*** SUPPLIED RECORDS ***
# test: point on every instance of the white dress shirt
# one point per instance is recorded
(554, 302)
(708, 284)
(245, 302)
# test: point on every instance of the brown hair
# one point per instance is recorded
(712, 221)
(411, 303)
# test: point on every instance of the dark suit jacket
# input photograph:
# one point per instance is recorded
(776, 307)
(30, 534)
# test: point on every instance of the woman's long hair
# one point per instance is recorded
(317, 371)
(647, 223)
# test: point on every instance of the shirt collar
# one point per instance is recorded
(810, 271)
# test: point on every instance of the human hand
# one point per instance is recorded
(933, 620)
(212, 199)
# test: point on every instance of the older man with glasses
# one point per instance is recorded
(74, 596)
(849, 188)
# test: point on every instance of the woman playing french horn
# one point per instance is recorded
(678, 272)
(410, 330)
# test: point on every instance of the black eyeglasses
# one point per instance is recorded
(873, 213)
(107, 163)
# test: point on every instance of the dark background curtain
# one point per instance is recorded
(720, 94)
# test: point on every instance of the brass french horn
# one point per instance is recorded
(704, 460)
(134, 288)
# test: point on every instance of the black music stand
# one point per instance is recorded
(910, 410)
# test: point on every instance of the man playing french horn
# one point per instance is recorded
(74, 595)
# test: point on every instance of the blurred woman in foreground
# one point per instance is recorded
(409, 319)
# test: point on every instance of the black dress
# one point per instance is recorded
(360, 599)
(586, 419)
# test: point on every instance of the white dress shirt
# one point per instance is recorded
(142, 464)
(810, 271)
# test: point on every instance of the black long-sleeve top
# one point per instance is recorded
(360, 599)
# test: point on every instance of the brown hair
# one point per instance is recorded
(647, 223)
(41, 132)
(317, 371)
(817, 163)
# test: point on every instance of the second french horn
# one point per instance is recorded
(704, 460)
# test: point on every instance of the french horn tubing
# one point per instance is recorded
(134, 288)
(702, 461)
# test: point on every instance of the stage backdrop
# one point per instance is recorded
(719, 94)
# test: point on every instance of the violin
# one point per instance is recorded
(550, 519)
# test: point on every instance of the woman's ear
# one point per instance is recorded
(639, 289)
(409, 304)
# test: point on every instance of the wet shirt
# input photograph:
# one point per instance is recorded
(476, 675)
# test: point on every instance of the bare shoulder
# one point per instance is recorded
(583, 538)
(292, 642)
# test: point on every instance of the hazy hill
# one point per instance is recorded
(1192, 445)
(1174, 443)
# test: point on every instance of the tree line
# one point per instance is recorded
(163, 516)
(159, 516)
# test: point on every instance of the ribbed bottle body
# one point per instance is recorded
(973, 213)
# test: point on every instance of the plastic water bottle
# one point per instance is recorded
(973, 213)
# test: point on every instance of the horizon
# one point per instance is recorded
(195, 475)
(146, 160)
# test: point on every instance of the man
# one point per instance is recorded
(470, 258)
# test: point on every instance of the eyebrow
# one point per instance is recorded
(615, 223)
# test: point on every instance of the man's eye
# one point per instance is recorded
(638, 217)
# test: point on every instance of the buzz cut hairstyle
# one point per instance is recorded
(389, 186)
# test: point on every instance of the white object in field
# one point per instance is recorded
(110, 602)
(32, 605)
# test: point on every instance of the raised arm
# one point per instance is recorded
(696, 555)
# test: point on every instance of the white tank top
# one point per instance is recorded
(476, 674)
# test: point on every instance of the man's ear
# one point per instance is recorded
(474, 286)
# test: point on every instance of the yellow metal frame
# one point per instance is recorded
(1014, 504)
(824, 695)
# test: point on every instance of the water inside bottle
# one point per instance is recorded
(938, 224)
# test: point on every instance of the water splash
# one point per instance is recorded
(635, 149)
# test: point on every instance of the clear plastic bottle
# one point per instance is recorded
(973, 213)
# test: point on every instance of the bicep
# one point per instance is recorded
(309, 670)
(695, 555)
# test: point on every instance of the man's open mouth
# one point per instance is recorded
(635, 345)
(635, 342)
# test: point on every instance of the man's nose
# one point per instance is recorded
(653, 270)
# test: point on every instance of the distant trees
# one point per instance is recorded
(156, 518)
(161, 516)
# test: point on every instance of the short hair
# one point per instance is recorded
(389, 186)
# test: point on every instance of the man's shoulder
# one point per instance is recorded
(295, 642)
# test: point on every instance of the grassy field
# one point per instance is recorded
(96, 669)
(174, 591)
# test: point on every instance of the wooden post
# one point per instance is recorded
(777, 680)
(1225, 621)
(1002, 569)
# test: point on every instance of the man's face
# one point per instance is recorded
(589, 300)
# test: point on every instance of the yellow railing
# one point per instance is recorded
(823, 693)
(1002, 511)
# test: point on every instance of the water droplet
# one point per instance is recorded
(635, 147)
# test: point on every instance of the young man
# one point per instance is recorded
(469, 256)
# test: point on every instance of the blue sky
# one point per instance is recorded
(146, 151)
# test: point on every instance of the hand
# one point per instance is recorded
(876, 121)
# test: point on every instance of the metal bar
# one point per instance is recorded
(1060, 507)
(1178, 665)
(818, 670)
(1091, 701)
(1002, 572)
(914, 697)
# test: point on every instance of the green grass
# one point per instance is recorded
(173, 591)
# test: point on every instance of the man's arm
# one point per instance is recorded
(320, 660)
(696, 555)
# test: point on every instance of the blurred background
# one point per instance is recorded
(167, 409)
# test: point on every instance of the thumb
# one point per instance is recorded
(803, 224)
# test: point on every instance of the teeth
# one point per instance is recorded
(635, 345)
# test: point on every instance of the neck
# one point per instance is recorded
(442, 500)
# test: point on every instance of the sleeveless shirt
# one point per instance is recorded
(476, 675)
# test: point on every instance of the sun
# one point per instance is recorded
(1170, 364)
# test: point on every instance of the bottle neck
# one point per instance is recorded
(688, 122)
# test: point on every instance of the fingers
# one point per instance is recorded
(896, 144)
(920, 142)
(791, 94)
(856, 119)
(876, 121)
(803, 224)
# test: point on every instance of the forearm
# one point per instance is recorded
***
**WHAT IS ASKED:** Take the lines starting with the line with "# test: point on every instance of the neck" and going on through the line with "(1170, 364)", and write them out again with "sleeveless shirt" swapped for "tank top". Change nothing else.

**CORRECT ANSWER:**
# test: point on every instance of the neck
# one point per instance is recorded
(442, 500)
# test: point on every instance of the tank top
# one point per instance is recorded
(476, 675)
# test: point on every instance of the sun
# one point per instance is recorded
(1170, 364)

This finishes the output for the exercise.